> _EXTRACT TO READ_:
■ ■ ■

Dear Diane,
I’m afraid my best student is becoming an alcoholic and I don’t know what to do.
In the past few months, “Dan” has started coming to lessons disheveled and unfocused. He seems uncharacteristically clumsy and I often smell alcohol on his breath. Sometimes he slurs his words and twice he failed to show up at all. I am terrified that he’ll get in a car accident. I find myself making up excuses to call him in between lessons just to be sure he’s all right.
I’ve known Dan for five years and he has always been kind, respectful, responsible, and hard working. I’m sure something must have happened in his personal life but I don’t feel it’s really my business. I’m very careful to maintain strict boundaries between my students and myself, but I wonder if I’m enabling his destructive behavior by pretending that everything is fine.
And, to be honest, I’m afraid to lose him as a student. Dan takes four lessons a week and pays for a year in advance. The economy is very bad in our area and I’m scared I won’t be able to fill his lesson slots. I’ve already lost several students due to financial issues.
I feel awful about what’s happened to my student and can’t figure out how to deal with this problem without making everything worse.
Sincerely,
Ruth in New Hampshire
Dear Ruth,
Thank you so much for this tough question.
This is quite a problem. Your student is on a downhill course that is making it impossible for you to continue professionally as his dance teacher. Worse, his driving while under the influence is placing both himself and others at deadly risk.

■ ■ ■

> _GIVEN DATA_:
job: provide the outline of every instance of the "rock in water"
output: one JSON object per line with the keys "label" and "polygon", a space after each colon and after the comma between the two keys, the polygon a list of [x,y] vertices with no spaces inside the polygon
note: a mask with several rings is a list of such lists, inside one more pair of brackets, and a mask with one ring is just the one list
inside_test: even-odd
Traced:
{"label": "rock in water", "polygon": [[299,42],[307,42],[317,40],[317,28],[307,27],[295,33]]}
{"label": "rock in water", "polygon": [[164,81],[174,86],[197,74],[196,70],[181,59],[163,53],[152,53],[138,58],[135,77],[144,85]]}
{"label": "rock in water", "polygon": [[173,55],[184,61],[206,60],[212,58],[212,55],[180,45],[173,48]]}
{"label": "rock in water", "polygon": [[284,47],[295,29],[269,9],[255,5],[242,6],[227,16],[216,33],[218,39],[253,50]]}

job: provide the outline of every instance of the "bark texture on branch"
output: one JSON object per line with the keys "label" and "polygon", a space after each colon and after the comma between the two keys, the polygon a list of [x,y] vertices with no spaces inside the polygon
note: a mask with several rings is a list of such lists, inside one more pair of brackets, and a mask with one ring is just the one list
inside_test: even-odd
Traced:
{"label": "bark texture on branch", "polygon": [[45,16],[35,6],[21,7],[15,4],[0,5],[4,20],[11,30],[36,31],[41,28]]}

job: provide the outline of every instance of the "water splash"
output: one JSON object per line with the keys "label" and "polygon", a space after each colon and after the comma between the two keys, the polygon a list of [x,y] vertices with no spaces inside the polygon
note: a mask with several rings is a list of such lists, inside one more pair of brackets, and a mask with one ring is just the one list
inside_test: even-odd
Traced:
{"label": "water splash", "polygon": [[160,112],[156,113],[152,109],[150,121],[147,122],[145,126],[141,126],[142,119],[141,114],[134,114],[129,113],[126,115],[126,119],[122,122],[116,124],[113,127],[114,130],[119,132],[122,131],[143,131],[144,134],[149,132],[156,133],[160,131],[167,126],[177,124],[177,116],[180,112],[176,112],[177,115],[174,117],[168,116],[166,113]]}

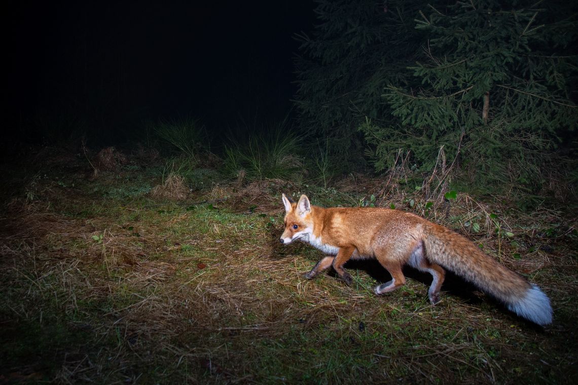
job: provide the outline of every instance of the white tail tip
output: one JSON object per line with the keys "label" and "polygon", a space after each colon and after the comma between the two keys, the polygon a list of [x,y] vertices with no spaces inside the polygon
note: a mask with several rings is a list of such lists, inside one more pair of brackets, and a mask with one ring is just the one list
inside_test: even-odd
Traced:
{"label": "white tail tip", "polygon": [[515,303],[509,304],[507,308],[539,325],[544,326],[552,323],[552,306],[550,299],[535,285],[532,285],[525,297]]}

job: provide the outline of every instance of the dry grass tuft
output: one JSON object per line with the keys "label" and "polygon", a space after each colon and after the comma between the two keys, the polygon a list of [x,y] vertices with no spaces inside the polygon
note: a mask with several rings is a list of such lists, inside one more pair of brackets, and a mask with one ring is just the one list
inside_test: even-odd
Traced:
{"label": "dry grass tuft", "polygon": [[151,196],[156,199],[183,200],[188,196],[190,192],[184,177],[171,173],[162,185],[153,188]]}
{"label": "dry grass tuft", "polygon": [[103,148],[97,154],[95,166],[99,170],[116,170],[127,163],[127,157],[114,147]]}

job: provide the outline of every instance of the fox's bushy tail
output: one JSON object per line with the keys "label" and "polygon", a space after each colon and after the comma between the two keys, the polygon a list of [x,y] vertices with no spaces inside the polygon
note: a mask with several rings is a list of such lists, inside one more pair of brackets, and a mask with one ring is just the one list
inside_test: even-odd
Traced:
{"label": "fox's bushy tail", "polygon": [[428,225],[424,244],[429,260],[503,301],[520,316],[542,326],[552,323],[550,299],[539,287],[486,255],[462,236],[435,223]]}

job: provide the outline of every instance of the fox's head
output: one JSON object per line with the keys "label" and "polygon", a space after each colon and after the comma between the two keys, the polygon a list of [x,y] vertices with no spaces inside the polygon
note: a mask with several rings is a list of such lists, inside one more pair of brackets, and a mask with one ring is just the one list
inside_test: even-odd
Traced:
{"label": "fox's head", "polygon": [[302,195],[297,203],[283,195],[285,206],[285,231],[279,241],[282,244],[290,244],[297,240],[307,241],[313,231],[313,221],[311,218],[311,204],[305,195]]}

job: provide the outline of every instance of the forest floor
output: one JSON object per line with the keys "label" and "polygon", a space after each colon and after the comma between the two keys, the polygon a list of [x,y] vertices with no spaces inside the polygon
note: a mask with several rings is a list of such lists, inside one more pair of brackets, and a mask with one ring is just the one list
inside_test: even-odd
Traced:
{"label": "forest floor", "polygon": [[451,275],[435,306],[431,276],[409,268],[379,297],[390,278],[371,261],[348,263],[350,286],[331,272],[306,279],[323,255],[280,244],[281,193],[355,206],[378,196],[377,178],[324,188],[199,168],[171,199],[162,160],[109,169],[55,149],[1,166],[0,383],[578,378],[577,223],[564,207],[528,212],[459,192],[442,204],[401,190],[375,201],[454,229],[539,285],[554,309],[543,328]]}

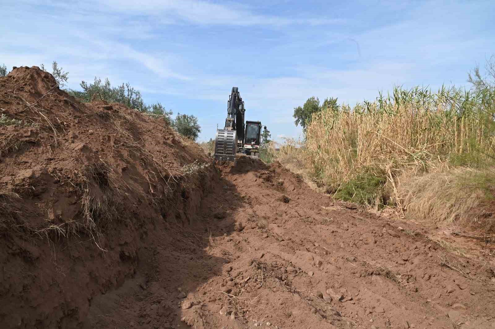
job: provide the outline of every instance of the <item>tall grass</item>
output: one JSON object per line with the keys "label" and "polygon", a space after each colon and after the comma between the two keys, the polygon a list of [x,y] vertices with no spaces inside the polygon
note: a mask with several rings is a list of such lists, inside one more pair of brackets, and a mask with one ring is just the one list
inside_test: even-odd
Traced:
{"label": "tall grass", "polygon": [[307,127],[308,164],[322,183],[338,188],[363,173],[390,177],[404,168],[492,162],[494,97],[453,87],[396,87],[352,109],[323,109]]}
{"label": "tall grass", "polygon": [[494,102],[490,88],[397,87],[314,114],[303,145],[274,157],[336,198],[494,231]]}

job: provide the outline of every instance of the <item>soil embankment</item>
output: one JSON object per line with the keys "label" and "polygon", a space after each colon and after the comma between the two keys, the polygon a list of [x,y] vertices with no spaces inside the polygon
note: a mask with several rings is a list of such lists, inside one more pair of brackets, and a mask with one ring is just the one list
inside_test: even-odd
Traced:
{"label": "soil embankment", "polygon": [[4,145],[24,141],[0,156],[6,328],[494,328],[493,264],[280,164],[215,165],[120,105],[56,90],[33,106],[52,127],[22,103],[50,82],[28,99],[39,78],[15,72],[0,79],[0,107],[41,119],[1,128]]}

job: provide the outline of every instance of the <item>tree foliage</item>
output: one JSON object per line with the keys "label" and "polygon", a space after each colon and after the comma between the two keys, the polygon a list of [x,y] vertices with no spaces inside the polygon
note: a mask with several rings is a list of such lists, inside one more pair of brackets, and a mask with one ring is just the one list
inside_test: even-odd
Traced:
{"label": "tree foliage", "polygon": [[468,73],[467,82],[473,85],[476,91],[495,89],[495,55],[487,59],[485,70],[486,74],[484,75],[480,72],[480,66],[478,65]]}
{"label": "tree foliage", "polygon": [[335,110],[339,109],[337,98],[330,97],[325,98],[323,103],[320,105],[320,100],[314,96],[308,98],[304,105],[294,108],[294,117],[296,125],[300,125],[305,132],[306,128],[311,123],[313,114],[321,111],[323,109],[332,108]]}
{"label": "tree foliage", "polygon": [[268,129],[263,129],[261,133],[261,146],[265,145],[271,141],[272,134]]}
{"label": "tree foliage", "polygon": [[[45,68],[44,64],[41,64],[40,68],[43,71],[48,72]],[[69,72],[64,72],[63,68],[58,67],[58,64],[56,61],[53,61],[51,63],[51,75],[55,78],[59,87],[63,88],[65,86],[67,80],[69,80]]]}
{"label": "tree foliage", "polygon": [[0,65],[0,77],[6,77],[8,73],[7,67],[5,66],[5,64]]}
{"label": "tree foliage", "polygon": [[83,102],[91,102],[98,97],[108,103],[120,103],[142,112],[148,112],[149,108],[145,104],[141,92],[131,86],[129,82],[114,87],[108,78],[102,82],[101,79],[95,77],[93,83],[83,81],[79,85],[82,91],[70,90],[69,93]]}
{"label": "tree foliage", "polygon": [[198,118],[193,115],[177,113],[172,125],[179,133],[193,140],[196,140],[201,132]]}

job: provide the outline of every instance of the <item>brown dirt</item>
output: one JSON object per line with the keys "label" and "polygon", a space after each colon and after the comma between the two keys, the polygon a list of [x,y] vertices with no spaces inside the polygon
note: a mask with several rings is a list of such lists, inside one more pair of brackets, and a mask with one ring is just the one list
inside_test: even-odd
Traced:
{"label": "brown dirt", "polygon": [[[10,96],[20,90],[14,84],[29,102],[51,88],[50,77],[22,70],[0,78],[9,116],[25,107]],[[247,157],[180,174],[209,161],[116,104],[83,105],[56,90],[37,106],[65,123],[57,136],[50,126],[0,127],[4,140],[29,143],[0,156],[5,328],[495,328],[493,263],[446,250],[419,226],[399,230],[311,190],[279,164]],[[31,111],[22,113],[40,116]],[[100,119],[104,111],[120,121]],[[114,214],[97,212],[93,231],[81,188],[71,184],[80,175]],[[78,223],[68,238],[38,237],[68,219]]]}

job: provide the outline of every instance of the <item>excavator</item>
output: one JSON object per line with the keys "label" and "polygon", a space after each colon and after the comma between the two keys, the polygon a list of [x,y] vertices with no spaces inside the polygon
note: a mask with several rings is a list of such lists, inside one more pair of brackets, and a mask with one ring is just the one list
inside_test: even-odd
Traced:
{"label": "excavator", "polygon": [[[223,129],[217,129],[215,137],[215,159],[235,161],[237,153],[259,157],[261,123],[246,121],[244,123],[244,101],[239,88],[233,87],[227,103],[227,118]],[[264,127],[266,130],[266,126]]]}

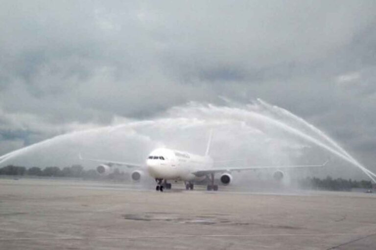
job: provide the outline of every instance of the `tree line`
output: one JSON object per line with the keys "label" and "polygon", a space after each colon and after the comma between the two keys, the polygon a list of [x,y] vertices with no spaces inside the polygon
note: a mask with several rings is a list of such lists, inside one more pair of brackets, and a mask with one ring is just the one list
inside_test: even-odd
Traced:
{"label": "tree line", "polygon": [[[47,167],[43,169],[8,165],[0,168],[0,175],[29,176],[50,177],[79,178],[84,179],[115,179],[120,181],[129,180],[129,175],[116,168],[113,173],[107,176],[101,176],[94,169],[85,170],[80,165],[72,165],[60,169],[58,167]],[[307,177],[297,181],[302,187],[322,190],[350,191],[352,188],[372,188],[372,183],[368,181],[355,181],[342,178],[333,179],[330,176],[321,179],[317,177]]]}
{"label": "tree line", "polygon": [[333,179],[330,176],[321,179],[317,177],[307,177],[299,180],[299,184],[305,188],[317,189],[350,191],[352,188],[372,188],[371,181],[355,181],[342,178]]}
{"label": "tree line", "polygon": [[120,172],[117,168],[113,173],[107,176],[101,176],[94,169],[84,169],[80,165],[72,165],[60,169],[58,167],[51,166],[41,168],[39,167],[25,167],[8,165],[0,168],[0,175],[27,176],[46,177],[77,178],[85,179],[97,180],[99,179],[116,179],[125,180],[126,175]]}

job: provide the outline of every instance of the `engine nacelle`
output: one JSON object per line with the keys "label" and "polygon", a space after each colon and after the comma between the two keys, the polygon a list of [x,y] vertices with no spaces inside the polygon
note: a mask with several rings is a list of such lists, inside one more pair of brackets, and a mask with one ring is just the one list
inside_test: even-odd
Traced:
{"label": "engine nacelle", "polygon": [[233,180],[233,176],[228,173],[225,173],[221,175],[219,178],[219,180],[223,185],[226,186],[230,184],[231,181]]}
{"label": "engine nacelle", "polygon": [[140,182],[143,176],[143,172],[140,170],[135,170],[131,174],[132,180],[134,182]]}
{"label": "engine nacelle", "polygon": [[111,167],[105,164],[96,167],[96,172],[100,175],[108,175],[114,171]]}
{"label": "engine nacelle", "polygon": [[273,174],[273,178],[276,181],[281,181],[283,178],[284,174],[281,170],[277,170]]}

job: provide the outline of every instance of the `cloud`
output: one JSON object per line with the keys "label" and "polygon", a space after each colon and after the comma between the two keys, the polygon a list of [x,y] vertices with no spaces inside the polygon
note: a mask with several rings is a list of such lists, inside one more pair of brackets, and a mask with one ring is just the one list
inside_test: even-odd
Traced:
{"label": "cloud", "polygon": [[191,101],[260,97],[371,163],[362,134],[376,136],[375,10],[354,1],[5,2],[1,133],[27,144]]}

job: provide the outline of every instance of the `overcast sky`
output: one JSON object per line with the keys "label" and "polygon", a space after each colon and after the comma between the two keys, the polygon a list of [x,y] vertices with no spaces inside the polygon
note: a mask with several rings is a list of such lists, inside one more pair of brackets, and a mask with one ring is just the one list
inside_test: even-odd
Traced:
{"label": "overcast sky", "polygon": [[0,155],[222,96],[376,162],[375,1],[0,1]]}

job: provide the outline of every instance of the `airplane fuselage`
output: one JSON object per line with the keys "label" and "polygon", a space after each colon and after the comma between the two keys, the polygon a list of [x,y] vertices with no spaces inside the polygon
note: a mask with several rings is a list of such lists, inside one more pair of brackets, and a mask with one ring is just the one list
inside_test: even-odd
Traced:
{"label": "airplane fuselage", "polygon": [[193,174],[196,170],[212,167],[213,160],[202,156],[166,148],[153,150],[146,159],[149,174],[157,179],[197,181],[205,178]]}

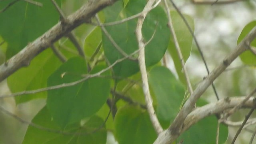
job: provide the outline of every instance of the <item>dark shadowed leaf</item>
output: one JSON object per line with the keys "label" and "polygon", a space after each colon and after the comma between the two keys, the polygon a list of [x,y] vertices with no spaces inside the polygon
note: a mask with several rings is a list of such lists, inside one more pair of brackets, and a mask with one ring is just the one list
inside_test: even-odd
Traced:
{"label": "dark shadowed leaf", "polygon": [[[69,127],[65,131],[69,133],[68,134],[60,133],[60,132],[63,131],[51,119],[50,113],[45,106],[32,122],[41,128],[29,126],[22,144],[106,144],[106,131],[104,127],[92,132],[101,127],[104,122],[103,119],[98,116],[92,116],[82,126],[78,123]],[[49,129],[53,130],[55,132],[48,130]]]}
{"label": "dark shadowed leaf", "polygon": [[119,144],[152,144],[157,137],[148,112],[138,107],[119,109],[114,124]]}
{"label": "dark shadowed leaf", "polygon": [[[103,68],[96,67],[91,73]],[[84,60],[78,57],[71,58],[49,77],[48,86],[78,80],[82,78],[81,74],[86,73]],[[108,74],[108,72],[103,74]],[[47,107],[54,120],[64,128],[97,112],[106,102],[110,91],[110,79],[94,77],[73,86],[49,91]]]}
{"label": "dark shadowed leaf", "polygon": [[[42,7],[24,0],[17,1],[0,13],[0,35],[8,43],[7,59],[56,24],[60,18],[50,0],[37,0],[43,4]],[[56,1],[60,6],[60,0]],[[12,2],[1,1],[0,10]]]}
{"label": "dark shadowed leaf", "polygon": [[184,98],[184,87],[169,69],[163,66],[152,68],[148,74],[148,80],[157,100],[158,118],[164,120],[172,120]]}
{"label": "dark shadowed leaf", "polygon": [[[123,8],[122,2],[118,2],[112,7],[104,10],[105,22],[113,22],[138,13],[143,9],[146,2],[146,0],[130,0],[125,8]],[[155,30],[156,31],[153,39],[146,47],[147,66],[157,63],[165,53],[170,38],[167,23],[164,11],[160,7],[152,10],[145,20],[142,27],[145,42],[148,41],[153,35]],[[138,49],[135,34],[136,24],[137,19],[135,19],[120,24],[106,27],[117,44],[127,54],[130,54]],[[124,57],[104,34],[102,34],[102,42],[105,55],[111,63]],[[115,75],[121,77],[130,76],[139,71],[138,63],[129,60],[118,64],[113,69]]]}
{"label": "dark shadowed leaf", "polygon": [[[256,26],[256,21],[254,21],[247,24],[244,28],[237,40],[238,44],[255,26]],[[250,45],[253,47],[252,48],[256,50],[256,40],[254,39]],[[256,65],[256,56],[250,51],[249,50],[246,50],[245,52],[240,55],[239,56],[241,58],[241,60],[245,64],[249,65]]]}

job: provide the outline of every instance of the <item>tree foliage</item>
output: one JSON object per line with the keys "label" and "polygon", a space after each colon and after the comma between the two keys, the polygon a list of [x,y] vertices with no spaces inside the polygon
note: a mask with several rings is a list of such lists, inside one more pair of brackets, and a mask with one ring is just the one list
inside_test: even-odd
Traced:
{"label": "tree foliage", "polygon": [[[99,4],[104,1],[98,0]],[[50,0],[37,0],[43,5],[42,8],[25,1],[17,1],[0,13],[0,20],[4,20],[0,22],[0,40],[4,42],[0,48],[5,53],[5,58],[0,58],[0,69],[12,66],[4,60],[18,56],[16,54],[22,52],[24,47],[58,21],[65,24],[65,20],[60,19],[60,14]],[[10,96],[15,96],[16,105],[39,98],[46,100],[45,106],[29,123],[22,144],[106,144],[108,132],[112,132],[120,144],[152,144],[158,137],[152,116],[148,112],[147,105],[150,104],[145,100],[138,59],[140,56],[136,52],[140,47],[135,31],[141,16],[111,24],[141,12],[148,1],[113,1],[113,4],[78,28],[79,31],[73,32],[82,46],[84,56],[77,52],[77,46],[68,36],[71,32],[68,32],[66,36],[60,38],[52,44],[51,48],[32,59],[28,66],[19,68],[7,78],[8,87],[14,95]],[[0,1],[0,9],[4,10],[10,2]],[[56,2],[60,6],[65,0]],[[179,44],[186,62],[194,38],[179,12],[174,10],[170,14],[177,40],[174,40],[174,34],[167,24],[167,10],[162,2],[162,5],[148,12],[142,31],[152,107],[162,127],[169,129],[192,94],[188,90],[175,43]],[[194,30],[193,18],[182,14]],[[244,27],[238,44],[256,25],[254,21]],[[84,32],[84,35],[81,31]],[[256,47],[255,42],[251,43],[252,47]],[[54,48],[56,48],[55,51]],[[65,62],[62,62],[56,52],[64,56]],[[178,78],[166,65],[161,64],[161,60],[168,52],[173,60]],[[255,65],[255,53],[251,51],[240,56],[244,64]],[[24,92],[15,94],[20,92]],[[197,107],[208,104],[202,98],[197,101]],[[186,131],[179,133],[173,143],[182,141],[186,144],[214,143],[217,131],[218,142],[224,143],[228,127],[221,124],[217,130],[218,118],[222,112],[216,113],[192,124]]]}

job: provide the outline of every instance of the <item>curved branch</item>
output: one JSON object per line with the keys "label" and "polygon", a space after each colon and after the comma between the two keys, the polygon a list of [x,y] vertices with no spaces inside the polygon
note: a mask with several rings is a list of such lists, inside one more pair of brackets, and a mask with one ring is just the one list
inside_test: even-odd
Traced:
{"label": "curved branch", "polygon": [[[188,115],[184,121],[180,134],[185,132],[199,120],[208,116],[221,114],[225,110],[233,108],[246,98],[246,97],[242,96],[222,99],[217,102],[211,103],[196,108]],[[255,102],[254,98],[251,97],[243,104],[240,108],[254,108],[256,104]],[[170,130],[164,130],[159,136],[154,144],[168,143],[166,142],[170,142],[171,139],[173,138],[170,136],[170,135],[171,132]]]}
{"label": "curved branch", "polygon": [[5,65],[0,66],[0,82],[22,67],[28,66],[38,54],[50,46],[53,42],[86,22],[95,14],[117,0],[89,0],[87,4],[66,18],[59,22],[48,31],[13,56]]}
{"label": "curved branch", "polygon": [[[227,56],[222,62],[200,83],[186,102],[168,130],[161,134],[157,139],[164,138],[167,140],[163,144],[171,143],[181,134],[182,126],[188,115],[193,110],[196,102],[213,81],[229,66],[239,55],[246,50],[252,41],[256,38],[256,26],[250,31],[237,46],[235,50]],[[167,131],[168,132],[166,132]],[[167,134],[168,135],[166,135]],[[166,138],[162,138],[163,135]],[[156,143],[157,144],[157,143]],[[161,143],[162,144],[162,143]]]}

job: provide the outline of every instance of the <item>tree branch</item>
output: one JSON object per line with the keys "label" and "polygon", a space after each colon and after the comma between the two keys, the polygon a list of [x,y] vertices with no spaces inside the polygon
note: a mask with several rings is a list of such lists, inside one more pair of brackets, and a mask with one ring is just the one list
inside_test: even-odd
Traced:
{"label": "tree branch", "polygon": [[[145,62],[145,44],[143,42],[143,37],[142,32],[142,25],[145,18],[149,12],[148,10],[152,6],[155,0],[149,0],[146,4],[142,11],[141,16],[138,18],[137,26],[135,31],[136,37],[138,41],[139,45],[139,65],[140,72],[141,73],[142,80],[142,89],[145,96],[145,102],[147,109],[149,115],[151,122],[156,133],[159,134],[163,131],[158,120],[157,119],[155,112],[155,110],[153,107],[153,100],[149,91],[149,86],[148,81],[148,74],[146,67]],[[158,0],[157,4],[160,0]]]}
{"label": "tree branch", "polygon": [[[225,58],[222,62],[198,85],[181,108],[168,130],[163,132],[163,133],[160,134],[161,136],[160,135],[157,139],[160,138],[160,137],[163,136],[164,135],[166,138],[164,138],[167,141],[162,143],[171,143],[180,136],[182,132],[182,128],[184,127],[184,120],[188,115],[193,110],[194,104],[198,99],[214,80],[224,71],[231,62],[248,49],[251,42],[256,37],[256,26],[254,27],[249,34],[239,43],[236,49]],[[166,132],[166,131],[168,132]]]}
{"label": "tree branch", "polygon": [[[184,121],[183,126],[180,130],[180,134],[185,132],[200,120],[208,116],[221,114],[223,111],[236,106],[246,98],[245,96],[241,96],[222,99],[217,102],[211,103],[197,108],[188,115]],[[240,108],[254,108],[256,104],[254,98],[251,97],[243,104]],[[176,135],[172,135],[171,132],[169,130],[165,130],[158,136],[154,144],[171,143],[170,142],[173,141],[173,139],[174,138],[173,136],[176,136],[175,138],[178,137]]]}
{"label": "tree branch", "polygon": [[62,36],[81,24],[90,21],[95,14],[117,0],[89,0],[87,4],[68,16],[65,22],[60,22],[7,62],[7,66],[0,66],[0,82],[20,68],[29,65],[38,54],[50,46]]}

■ ■ ■

> _QUESTIONS ON THE MATERIAL_:
**a.** In the advice column, how many lessons per week does Dan take?
**b.** Extend the advice column by continuing Diane's reply to Ruth from the point where it stops.
The data shown here come from a separate source and are unrelated to the advice column.

> _OUTPUTS BY TASK_:
**a.** Dan takes four lessons a week.

**b.**
In this situation, it is your professional responsibility to confront your student. There are times a dance teacher can and should let a student’s behavior slide, but this is not one of them. My rule of thumb is this: is the student’s behavior profoundly compromising your ability to teach the lesson? If the answer is yes, as it clearly is here, it is irresponsible and dangerous for you to continue your lessons as if nothing were happening.
There are standards of conduct that both teacher and student must adhere to in a professional contract. Both student and teacher agree to be on time, to be dressed appropriately, to focus on the lesson, and to communicate with each other in a courteous and direct manner. I often find it helpful to spell out these expectations in advance and have each party agree to them.
It is an absolute violation of this professional contract for either party to come to the lesson drunk. You should never disrespect your own professional abilities by pretending to teach a student who is too incapacitated to learn.
The next time Dan arrives at your lesson drunk, I suggest that you stop the lesson and take Dan to a private place to talk. Be clear about your intentions for this conversation before Dan even arrives for his lesson.
- You intend to make it clear that you respect and value him as a student and are proud of what he’s accomplished in the five years you’ve been working together.
- You intend to communicate in a non-judgmental way your observation that he has been drinking quite a bit before coming to his lessons.
- You intend to communicate to Dan that you cannot be an effective dance teacher when he comes to his lessons inebriated.
- You intend to state clearly that you will not teach Dan when he is too intoxicated to learn.
- You intend to state clearly and warmly that you welcome the opportunity to teach him when he is sober, and you look forward to working with him again as you did before.
Remember that you are not Dan’s therapist, AA sponsor, or priest. It is not your job to help Dan stop drinking, nor is it your job to counsel him about whatever personal crisis precipitated this downfall.
You will do Dan the greatest service by maintaining your professional boundaries and insisting he live up to his end of your professional contract despite his personal difficulties. By insisting on a code of professional conduct, you will support Dan in setting higher standards for himself.
I understand that this is risky for you in these times of financial uncertainty. There is a chance you could lose Dan as a student. But it would be far worse for you to lose your self-respect and professional standards by tacitly sanctioning Dan’s dangerous behavior.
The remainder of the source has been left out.